[Data items]

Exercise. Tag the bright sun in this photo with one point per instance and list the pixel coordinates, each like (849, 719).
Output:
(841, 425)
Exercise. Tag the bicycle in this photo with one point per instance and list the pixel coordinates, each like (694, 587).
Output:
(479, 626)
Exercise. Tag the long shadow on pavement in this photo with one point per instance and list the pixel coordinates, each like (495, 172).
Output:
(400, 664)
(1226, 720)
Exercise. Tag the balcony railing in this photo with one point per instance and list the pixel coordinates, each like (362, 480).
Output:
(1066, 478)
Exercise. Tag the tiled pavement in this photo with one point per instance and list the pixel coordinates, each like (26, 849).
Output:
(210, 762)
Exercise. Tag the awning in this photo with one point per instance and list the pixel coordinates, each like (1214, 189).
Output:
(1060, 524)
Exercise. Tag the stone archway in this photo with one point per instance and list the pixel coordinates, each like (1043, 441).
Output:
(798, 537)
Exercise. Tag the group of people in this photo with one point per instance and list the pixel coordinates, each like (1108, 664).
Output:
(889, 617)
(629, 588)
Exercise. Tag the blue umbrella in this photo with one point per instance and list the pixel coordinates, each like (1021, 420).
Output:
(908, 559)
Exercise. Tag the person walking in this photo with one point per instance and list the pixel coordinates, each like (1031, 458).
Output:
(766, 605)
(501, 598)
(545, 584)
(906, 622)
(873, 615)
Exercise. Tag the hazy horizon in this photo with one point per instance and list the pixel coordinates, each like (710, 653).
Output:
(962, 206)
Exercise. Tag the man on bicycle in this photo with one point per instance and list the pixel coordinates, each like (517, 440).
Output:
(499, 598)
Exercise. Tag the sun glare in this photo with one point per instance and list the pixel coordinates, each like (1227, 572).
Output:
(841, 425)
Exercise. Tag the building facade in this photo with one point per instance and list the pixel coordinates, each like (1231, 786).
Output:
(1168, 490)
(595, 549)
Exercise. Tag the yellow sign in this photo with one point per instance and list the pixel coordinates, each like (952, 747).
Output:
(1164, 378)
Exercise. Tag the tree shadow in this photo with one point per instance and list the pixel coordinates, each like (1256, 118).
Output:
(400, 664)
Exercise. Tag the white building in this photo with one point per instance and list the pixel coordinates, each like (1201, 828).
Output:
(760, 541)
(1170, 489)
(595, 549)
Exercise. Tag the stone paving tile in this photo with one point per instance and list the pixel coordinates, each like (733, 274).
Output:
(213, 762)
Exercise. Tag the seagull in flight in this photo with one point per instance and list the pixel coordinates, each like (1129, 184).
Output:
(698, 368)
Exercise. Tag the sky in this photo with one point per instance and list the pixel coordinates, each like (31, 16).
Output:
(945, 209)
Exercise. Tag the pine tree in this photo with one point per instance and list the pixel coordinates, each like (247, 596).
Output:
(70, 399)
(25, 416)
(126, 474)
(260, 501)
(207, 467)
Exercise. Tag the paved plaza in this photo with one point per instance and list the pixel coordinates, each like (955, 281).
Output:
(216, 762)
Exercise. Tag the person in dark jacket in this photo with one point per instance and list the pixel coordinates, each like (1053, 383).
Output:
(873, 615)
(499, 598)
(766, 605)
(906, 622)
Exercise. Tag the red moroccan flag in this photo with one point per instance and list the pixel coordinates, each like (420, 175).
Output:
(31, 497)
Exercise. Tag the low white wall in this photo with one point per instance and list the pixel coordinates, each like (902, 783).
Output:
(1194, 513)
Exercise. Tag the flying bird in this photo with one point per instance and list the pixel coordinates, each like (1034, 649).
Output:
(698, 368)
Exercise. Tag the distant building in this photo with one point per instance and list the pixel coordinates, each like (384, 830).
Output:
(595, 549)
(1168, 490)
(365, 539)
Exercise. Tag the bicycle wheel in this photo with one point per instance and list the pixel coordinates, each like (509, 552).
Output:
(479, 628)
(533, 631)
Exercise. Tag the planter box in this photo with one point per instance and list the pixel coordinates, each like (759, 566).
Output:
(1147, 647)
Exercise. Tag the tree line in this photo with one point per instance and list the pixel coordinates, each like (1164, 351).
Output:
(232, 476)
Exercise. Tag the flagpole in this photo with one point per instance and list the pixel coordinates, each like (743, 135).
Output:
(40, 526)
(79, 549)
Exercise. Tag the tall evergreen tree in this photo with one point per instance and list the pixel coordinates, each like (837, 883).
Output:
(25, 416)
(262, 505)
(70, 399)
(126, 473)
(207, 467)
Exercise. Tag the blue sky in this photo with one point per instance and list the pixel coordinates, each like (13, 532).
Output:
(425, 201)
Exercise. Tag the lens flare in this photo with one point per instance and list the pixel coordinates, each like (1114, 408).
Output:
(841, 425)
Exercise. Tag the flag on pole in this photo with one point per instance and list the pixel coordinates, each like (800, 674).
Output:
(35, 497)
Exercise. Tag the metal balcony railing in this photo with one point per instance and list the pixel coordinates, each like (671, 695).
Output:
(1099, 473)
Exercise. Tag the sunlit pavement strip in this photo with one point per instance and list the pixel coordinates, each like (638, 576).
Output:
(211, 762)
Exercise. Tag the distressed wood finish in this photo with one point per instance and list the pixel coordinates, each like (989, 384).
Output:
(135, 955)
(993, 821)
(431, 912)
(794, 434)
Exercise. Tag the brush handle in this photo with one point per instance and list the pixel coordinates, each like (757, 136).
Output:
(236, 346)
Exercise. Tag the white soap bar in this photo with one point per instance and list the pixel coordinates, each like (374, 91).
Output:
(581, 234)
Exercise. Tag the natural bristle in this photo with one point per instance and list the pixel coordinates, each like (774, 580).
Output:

> _EXERCISE PROMPT_:
Copy out every line of the data items above, reproducing each one word for word.

> _FINISHED ANSWER_:
Exercise. Tag the bright sun in this photo with one point per instance and list the pixel coordinates, each like (849, 719).
Output:
(841, 425)
Exercise. Tag the bicycle in this photo with one point per instance and list the pixel coordinates, each like (694, 587).
Output:
(479, 626)
Exercise. Tag the long shadow on pavement in this photo with one point per instance and list the pixel coordinates, each like (495, 172).
Output:
(400, 664)
(1226, 720)
Exercise. Tag the balcony railing in this photo with one point per instance and list the pixel coordinates, each like (362, 480).
Output:
(1066, 478)
Exercise. Tag the tiled pavement in this photo with one point per instance and list the pixel coordinates, each like (26, 849).
Output:
(210, 762)
Exercise. Tag the awning in this photo with one point per instance and list the pixel coordinates, each like (1214, 189).
Output:
(1060, 524)
Exercise. Tag the stone archway in this photo with one point per instance and list the pixel coordinates, each like (1043, 441).
Output:
(798, 537)
Exercise. Tag the group of people in this photo with one point per instance and list the pixel coordinates, each like (1108, 664).
Output:
(889, 617)
(629, 588)
Exercise. Tag the blue umbrella in this photo with one point per instance and list the pixel coordinates, each like (1021, 420).
Output:
(908, 559)
Exercise. Tag the person walking in this photo with one point per instance and list the pixel coordinates, each like (1031, 458).
Output:
(766, 605)
(501, 598)
(545, 584)
(906, 622)
(873, 615)
Exercise. Tag the hazy horizon in this photo with one point per instance and list the pixel coordinates, each like (710, 653).
Output:
(962, 206)
Exercise. Tag the man on bicycle in this photo with one point per instance and list the pixel coordinates, each like (517, 440).
Output:
(499, 598)
Exercise. Tag the sun glare in this photo with one point per instance and list the pixel coordinates, each like (1227, 572).
Output:
(841, 425)
Exercise. Tag the building facade in this photo with one point per instance and list the pixel coordinates, each like (1231, 786).
Output:
(1168, 490)
(595, 549)
Exercise. Tag the yellow sign in this photo with one point per instance and list the pixel coordinates, each like (952, 747).
Output:
(1164, 378)
Exercise. Tag the tree shadow in this photo with one point per instance and list the pixel coordinates, each like (1256, 118).
Output:
(400, 664)
Exercise. Tag the white building in this photo with one point per instance and list the pixel coordinates, each like (1201, 828).
Output:
(760, 541)
(1170, 489)
(595, 549)
Exercise. Tag the stone paving tile in this photo with one point per instance and list the pixel coordinates, each like (733, 274).
Output:
(213, 762)
Exercise. Tag the seagull in flight in this photo with one point per instance and list the pixel coordinates, each like (1129, 184).
Output:
(698, 368)
Exercise. Tag the sky in this photo with one point per instance and list the pixel coordinates, each like (31, 16).
Output:
(945, 209)
Exercise. Tag the pine tree in this photo with one point per instance and list the pixel coordinates, each like (247, 596).
Output:
(70, 399)
(25, 416)
(126, 474)
(260, 501)
(207, 467)
Exercise. Tag the paved plaza in this photo with one point per instance and list the pixel coordinates, each like (955, 281).
Output:
(216, 762)
Exercise. Tag the person in dark jacket in this photo with one point per instance and list the pixel coordinates, each like (1053, 383).
Output:
(873, 615)
(499, 598)
(766, 605)
(906, 622)
Exercise. Tag the red moroccan flag in this photo with one point per instance and list the pixel coordinates, each like (420, 175).
Output:
(31, 497)
Exercise. Tag the low white wall in this photo with one point per instance and list the pixel coordinates, each like (902, 783).
Output:
(1194, 513)
Exercise. Tag the flying bird in this photo with one point per instance and list the pixel coordinates, each like (1034, 649).
Output:
(698, 368)
Exercise. Tag the distant building in this photo with one point per instance and list the pixel coordinates, each like (384, 830).
Output:
(595, 549)
(1168, 490)
(365, 539)
Exercise. Tag the bicycle wheel in this photo with one point per instance and list the pixel coordinates, each like (509, 552).
Output:
(479, 628)
(533, 631)
Exercise. Tag the planter box in this photo with one point per instance and list the pixel coordinates, each like (759, 566).
Output:
(1147, 647)
Exercise. Tag the tree line in this photo with one point per instance and list the pixel coordinates, each like (1164, 351).
Output:
(232, 476)
Exercise. Tag the flagpole in this photo with one point per instance and list the pixel coordinates, each like (743, 135).
Output:
(40, 526)
(79, 549)
Exercise. Tag the tall evergreen tree in this photo with one point per instance and list the pixel coordinates, each like (837, 883).
Output:
(25, 416)
(262, 505)
(70, 399)
(126, 473)
(207, 467)
Exercise. Tag the blue sky in this photo with one point per instance and list the pixel coordinates, each like (13, 532).
Output:
(425, 201)
Exercise. Tag the lens flare in this photo with one point per instance and list the pixel coordinates, each like (1114, 408).
Output:
(841, 425)
Exercise. Tag the flag on pole in this photo with one point per instance and list the pixel coordinates, each like (800, 674).
Output:
(35, 497)
Exercise. Tag the metal balcony railing in this photo with one point per instance and list the pixel coordinates, each like (671, 695).
Output:
(1099, 473)
Exercise. Tag the sunlit pavement strip in this photo with one point per instance and list the pixel coordinates, each like (638, 576).
Output:
(211, 762)
Exercise. Tag the distressed wood finish in this photo with one point per instance and list the pixel coordinates, each like (989, 384).
Output:
(135, 955)
(993, 821)
(431, 912)
(794, 434)
Exercise. Tag the brush handle in this photo with one point per instance and list the pixel coordinates, each like (757, 136).
Output:
(236, 346)
Exercise. Tag the white soap bar in this photo with one point per instance and list the pixel coordinates, each like (374, 91).
Output:
(581, 234)
Exercise. Tag the natural bristle in this photo with one point per instance and list the pixel coordinates, each like (774, 580).
Output:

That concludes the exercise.